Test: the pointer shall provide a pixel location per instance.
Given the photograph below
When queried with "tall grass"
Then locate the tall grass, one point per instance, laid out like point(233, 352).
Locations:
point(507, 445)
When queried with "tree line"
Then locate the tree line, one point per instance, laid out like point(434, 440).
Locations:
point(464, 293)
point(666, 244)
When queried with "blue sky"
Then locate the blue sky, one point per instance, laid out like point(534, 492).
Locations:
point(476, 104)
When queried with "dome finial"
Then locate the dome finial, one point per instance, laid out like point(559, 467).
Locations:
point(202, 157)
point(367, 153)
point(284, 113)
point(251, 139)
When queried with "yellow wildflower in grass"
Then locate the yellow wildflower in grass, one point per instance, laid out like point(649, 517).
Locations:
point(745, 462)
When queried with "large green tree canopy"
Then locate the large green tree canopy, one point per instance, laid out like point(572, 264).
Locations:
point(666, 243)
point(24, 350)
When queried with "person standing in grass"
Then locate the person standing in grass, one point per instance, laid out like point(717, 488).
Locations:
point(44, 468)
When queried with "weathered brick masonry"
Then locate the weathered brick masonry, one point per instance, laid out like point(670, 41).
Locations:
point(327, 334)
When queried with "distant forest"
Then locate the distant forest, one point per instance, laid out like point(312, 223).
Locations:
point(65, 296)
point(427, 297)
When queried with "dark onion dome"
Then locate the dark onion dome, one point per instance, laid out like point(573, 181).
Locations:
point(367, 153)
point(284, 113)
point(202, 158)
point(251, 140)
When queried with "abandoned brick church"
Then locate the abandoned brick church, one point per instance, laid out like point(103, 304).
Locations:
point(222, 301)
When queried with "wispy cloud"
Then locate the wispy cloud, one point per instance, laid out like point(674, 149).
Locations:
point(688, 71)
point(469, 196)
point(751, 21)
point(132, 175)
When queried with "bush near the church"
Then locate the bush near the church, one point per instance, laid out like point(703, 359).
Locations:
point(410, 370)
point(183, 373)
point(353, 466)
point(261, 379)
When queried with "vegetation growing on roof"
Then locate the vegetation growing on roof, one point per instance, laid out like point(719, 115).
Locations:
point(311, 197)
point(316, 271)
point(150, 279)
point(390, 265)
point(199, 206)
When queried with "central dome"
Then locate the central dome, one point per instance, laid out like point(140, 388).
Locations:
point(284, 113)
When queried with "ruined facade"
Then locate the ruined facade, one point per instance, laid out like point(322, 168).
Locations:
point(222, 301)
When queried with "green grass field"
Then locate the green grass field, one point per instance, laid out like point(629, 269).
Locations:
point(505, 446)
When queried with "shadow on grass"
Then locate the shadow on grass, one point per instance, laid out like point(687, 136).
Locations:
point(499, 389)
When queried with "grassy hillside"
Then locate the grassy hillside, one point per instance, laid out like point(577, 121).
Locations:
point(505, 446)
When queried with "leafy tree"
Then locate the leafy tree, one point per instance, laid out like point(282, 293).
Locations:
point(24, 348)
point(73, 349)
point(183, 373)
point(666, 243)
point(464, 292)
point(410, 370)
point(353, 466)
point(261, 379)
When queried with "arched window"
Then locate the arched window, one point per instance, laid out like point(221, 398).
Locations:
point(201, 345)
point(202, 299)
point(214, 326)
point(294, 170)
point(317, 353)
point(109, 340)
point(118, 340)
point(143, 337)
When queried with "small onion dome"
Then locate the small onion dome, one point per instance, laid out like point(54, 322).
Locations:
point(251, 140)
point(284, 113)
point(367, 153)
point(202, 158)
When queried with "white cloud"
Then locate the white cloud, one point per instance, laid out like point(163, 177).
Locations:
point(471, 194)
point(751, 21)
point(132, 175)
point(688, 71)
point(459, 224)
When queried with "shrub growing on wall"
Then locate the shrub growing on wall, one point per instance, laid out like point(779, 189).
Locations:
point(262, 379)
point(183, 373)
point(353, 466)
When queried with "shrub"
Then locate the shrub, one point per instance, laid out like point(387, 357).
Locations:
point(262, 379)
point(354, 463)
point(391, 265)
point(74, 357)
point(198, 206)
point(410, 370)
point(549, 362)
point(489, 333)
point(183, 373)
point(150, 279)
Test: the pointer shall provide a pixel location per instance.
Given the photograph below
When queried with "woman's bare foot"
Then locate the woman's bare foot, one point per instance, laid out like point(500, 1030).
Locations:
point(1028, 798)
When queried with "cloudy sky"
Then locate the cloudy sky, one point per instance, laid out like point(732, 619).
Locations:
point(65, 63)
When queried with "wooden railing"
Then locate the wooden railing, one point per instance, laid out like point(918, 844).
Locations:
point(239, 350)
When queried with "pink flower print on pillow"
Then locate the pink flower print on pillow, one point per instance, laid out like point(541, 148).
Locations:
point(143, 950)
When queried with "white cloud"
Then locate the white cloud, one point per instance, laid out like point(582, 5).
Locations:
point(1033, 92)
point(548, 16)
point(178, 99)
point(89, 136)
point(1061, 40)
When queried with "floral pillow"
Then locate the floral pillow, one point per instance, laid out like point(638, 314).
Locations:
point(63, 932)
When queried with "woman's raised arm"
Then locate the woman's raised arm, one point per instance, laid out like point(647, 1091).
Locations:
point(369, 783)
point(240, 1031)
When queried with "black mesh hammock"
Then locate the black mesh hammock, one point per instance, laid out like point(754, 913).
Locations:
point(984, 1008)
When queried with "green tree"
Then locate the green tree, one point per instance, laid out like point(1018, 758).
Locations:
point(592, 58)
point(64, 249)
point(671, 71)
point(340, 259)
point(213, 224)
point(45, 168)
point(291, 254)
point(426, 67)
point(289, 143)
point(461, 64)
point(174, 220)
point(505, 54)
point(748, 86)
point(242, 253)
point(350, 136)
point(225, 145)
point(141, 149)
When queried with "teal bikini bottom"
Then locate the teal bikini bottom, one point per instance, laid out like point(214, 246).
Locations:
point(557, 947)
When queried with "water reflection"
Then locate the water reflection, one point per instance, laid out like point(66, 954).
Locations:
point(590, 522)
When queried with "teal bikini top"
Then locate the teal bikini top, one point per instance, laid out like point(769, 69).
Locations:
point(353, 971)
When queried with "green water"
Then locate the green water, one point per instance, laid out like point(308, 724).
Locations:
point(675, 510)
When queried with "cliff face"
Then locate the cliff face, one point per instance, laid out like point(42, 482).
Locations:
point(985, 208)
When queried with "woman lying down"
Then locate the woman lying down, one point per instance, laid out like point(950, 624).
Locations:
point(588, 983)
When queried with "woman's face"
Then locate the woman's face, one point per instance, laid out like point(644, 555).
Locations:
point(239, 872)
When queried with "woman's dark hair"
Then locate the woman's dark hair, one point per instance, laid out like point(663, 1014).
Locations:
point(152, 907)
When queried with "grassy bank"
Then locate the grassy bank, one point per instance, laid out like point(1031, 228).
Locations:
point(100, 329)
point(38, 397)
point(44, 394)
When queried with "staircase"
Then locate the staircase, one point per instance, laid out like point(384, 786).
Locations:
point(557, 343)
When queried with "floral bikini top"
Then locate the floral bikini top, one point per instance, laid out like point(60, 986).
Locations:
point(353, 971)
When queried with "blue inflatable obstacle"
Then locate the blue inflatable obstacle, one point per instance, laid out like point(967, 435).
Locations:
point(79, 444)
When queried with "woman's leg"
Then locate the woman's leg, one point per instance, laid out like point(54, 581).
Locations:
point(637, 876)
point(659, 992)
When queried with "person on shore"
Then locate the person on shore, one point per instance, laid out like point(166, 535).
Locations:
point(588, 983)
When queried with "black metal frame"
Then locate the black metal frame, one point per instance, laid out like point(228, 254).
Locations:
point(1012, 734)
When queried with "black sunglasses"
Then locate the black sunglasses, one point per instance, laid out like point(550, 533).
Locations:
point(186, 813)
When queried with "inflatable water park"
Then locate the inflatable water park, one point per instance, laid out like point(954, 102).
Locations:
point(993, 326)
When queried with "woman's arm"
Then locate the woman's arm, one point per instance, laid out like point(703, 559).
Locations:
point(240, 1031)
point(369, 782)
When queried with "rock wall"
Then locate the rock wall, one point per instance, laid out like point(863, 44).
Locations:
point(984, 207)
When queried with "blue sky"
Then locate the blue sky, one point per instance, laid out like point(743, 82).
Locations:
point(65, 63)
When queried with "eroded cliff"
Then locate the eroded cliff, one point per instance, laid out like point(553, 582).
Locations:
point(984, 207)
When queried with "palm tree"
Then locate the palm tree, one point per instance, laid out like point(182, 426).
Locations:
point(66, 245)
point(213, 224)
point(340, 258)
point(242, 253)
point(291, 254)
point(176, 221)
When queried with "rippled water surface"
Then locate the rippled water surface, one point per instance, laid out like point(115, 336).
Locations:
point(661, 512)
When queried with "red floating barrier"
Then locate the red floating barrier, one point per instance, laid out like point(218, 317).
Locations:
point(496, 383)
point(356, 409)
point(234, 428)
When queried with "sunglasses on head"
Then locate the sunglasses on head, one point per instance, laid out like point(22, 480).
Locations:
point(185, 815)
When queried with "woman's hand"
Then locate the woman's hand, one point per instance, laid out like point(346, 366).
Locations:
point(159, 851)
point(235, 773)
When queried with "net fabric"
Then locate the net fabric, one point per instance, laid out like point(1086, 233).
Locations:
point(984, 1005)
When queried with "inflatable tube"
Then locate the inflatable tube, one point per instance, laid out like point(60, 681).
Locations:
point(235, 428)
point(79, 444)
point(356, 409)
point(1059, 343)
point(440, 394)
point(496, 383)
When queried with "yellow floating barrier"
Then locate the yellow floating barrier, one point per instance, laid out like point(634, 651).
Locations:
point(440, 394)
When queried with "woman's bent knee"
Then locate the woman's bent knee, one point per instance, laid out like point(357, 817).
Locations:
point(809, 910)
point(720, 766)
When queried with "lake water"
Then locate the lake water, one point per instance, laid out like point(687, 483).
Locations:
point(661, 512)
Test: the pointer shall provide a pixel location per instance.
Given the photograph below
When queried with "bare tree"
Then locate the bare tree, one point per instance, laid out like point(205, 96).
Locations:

-------------------------

Search the listing for "knee" and copy each line holding it.

When queried with "woman's bent knee"
Then locate the woman's bent knee, one point per instance, laid out like point(357, 817).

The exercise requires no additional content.